### DESCRIPTION OF THE TASK
Go through the data below and return each line where the string "image" occurs.

--- DATA FOR THIS TASK Enclosed Below ---

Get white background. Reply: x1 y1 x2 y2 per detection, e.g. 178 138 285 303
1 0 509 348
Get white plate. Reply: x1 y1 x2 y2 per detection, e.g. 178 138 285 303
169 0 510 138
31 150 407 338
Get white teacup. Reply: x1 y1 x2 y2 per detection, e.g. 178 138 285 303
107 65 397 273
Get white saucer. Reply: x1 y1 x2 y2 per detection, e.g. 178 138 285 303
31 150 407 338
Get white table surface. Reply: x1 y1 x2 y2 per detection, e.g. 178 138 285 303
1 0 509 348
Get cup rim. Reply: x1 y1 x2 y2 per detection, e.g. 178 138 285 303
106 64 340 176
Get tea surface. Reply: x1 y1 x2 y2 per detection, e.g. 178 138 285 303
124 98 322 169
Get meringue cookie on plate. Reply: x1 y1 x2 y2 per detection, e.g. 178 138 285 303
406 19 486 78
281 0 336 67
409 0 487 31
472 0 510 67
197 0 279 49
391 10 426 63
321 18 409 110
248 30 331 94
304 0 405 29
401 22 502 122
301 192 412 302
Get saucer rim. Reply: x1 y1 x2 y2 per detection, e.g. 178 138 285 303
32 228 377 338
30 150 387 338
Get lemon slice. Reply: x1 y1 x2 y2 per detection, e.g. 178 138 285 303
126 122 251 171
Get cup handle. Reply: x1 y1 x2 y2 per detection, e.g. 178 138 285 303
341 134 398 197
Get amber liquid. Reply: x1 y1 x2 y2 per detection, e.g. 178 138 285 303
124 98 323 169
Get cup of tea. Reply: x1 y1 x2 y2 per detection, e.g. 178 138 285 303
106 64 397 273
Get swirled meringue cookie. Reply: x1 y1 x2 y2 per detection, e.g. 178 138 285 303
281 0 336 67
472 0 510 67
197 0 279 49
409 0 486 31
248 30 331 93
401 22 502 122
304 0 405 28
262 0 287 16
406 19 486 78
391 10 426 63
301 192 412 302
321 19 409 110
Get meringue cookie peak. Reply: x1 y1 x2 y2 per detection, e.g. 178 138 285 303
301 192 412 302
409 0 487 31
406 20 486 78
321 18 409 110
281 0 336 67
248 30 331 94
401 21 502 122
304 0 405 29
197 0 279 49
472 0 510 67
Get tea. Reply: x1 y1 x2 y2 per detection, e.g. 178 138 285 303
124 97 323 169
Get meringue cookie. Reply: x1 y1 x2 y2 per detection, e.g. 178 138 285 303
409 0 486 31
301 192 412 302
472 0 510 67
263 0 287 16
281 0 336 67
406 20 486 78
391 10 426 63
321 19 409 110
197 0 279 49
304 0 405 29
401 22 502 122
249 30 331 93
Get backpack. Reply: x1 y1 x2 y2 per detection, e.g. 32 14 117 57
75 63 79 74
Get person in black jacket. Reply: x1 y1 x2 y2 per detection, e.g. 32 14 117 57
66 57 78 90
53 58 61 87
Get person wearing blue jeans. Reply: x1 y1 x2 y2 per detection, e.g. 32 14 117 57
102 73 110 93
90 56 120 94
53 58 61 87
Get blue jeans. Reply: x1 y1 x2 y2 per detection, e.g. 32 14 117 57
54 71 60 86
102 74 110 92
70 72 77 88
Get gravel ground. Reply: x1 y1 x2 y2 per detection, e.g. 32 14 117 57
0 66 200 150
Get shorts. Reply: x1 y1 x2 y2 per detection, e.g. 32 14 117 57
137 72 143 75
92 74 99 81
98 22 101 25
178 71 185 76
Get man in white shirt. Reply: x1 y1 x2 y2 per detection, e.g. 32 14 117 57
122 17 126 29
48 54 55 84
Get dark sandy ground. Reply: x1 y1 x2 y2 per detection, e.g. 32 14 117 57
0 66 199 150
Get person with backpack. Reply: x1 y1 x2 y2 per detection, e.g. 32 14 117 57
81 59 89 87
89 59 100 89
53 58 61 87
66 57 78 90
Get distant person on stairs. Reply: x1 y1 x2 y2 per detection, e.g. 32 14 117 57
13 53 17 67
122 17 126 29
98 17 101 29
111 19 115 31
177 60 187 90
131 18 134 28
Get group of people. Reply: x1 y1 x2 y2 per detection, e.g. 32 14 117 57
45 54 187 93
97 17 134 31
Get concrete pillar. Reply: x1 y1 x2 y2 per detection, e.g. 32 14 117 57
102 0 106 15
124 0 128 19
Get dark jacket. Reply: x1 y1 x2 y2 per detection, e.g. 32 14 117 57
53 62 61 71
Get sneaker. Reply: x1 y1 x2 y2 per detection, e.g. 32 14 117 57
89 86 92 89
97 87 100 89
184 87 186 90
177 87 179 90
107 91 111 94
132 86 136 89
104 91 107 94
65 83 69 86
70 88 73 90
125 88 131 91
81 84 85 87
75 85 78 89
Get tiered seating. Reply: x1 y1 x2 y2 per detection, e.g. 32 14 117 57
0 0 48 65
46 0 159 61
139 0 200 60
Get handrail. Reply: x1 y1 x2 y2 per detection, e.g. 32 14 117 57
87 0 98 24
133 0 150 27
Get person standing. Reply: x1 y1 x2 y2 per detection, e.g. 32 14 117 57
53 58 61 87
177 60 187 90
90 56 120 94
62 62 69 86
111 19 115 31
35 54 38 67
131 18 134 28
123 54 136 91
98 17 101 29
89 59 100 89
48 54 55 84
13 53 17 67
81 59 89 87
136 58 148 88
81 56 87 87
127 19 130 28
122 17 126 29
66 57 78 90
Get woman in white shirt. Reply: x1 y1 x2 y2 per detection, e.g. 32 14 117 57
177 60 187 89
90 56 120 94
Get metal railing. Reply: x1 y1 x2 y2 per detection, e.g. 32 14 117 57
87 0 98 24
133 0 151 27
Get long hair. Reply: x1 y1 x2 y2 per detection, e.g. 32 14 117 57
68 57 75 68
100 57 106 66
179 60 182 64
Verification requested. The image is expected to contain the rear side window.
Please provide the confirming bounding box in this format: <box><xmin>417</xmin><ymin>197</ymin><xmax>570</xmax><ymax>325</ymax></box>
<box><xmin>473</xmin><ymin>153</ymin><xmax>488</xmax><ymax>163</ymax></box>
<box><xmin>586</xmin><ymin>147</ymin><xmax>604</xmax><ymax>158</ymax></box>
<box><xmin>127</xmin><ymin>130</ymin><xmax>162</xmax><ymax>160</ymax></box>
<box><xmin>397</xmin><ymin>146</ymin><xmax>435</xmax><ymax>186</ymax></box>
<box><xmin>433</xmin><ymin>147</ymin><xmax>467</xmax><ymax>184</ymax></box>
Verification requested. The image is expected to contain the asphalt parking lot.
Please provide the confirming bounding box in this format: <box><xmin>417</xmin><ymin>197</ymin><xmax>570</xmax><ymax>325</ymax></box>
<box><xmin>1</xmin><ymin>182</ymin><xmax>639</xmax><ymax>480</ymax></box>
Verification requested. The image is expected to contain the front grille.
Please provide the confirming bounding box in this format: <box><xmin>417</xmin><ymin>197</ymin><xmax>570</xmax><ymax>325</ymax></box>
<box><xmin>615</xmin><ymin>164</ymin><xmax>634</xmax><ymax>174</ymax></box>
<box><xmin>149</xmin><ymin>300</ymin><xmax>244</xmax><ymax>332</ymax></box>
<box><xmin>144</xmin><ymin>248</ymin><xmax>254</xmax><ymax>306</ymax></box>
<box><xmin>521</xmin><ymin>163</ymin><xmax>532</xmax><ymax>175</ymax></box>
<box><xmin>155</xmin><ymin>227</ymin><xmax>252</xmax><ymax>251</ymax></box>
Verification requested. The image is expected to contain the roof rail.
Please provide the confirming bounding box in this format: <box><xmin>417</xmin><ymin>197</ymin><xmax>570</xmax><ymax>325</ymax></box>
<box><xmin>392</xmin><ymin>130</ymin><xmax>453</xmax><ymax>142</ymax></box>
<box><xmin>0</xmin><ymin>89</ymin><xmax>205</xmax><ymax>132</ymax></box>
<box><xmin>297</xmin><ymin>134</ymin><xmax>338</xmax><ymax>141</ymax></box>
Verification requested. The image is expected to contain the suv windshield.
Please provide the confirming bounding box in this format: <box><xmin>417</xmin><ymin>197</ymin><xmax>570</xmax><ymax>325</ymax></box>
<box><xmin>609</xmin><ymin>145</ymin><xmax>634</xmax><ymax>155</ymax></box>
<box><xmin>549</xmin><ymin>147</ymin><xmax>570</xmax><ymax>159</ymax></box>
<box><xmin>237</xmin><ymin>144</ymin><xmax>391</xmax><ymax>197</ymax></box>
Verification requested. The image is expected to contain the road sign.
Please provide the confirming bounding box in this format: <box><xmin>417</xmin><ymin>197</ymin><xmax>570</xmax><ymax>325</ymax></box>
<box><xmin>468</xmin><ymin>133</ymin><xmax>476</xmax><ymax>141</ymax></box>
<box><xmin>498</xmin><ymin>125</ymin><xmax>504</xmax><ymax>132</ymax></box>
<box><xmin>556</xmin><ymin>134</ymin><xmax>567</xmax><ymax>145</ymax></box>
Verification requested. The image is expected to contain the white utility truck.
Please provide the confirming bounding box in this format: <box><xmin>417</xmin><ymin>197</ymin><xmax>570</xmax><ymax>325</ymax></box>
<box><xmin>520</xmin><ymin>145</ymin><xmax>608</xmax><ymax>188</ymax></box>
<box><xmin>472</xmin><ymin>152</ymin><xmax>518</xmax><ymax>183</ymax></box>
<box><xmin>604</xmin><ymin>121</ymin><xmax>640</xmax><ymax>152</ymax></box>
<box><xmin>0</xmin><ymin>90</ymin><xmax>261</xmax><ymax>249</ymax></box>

--- End of Enclosed DATA FOR THIS TASK ---

### YOUR SOLUTION
Verification requested. The image is expected to contain the rear side window.
Verification requested. The image is expected to contain the asphalt parking lot.
Verification requested. The image is expected to contain the front grille.
Verification requested. The image is expected to contain the roof rail.
Verification requested. The image is expected to contain the suv windshield.
Verification requested. The image is expected to contain the road sign.
Verification requested. The image is expected to contain the white utility truck.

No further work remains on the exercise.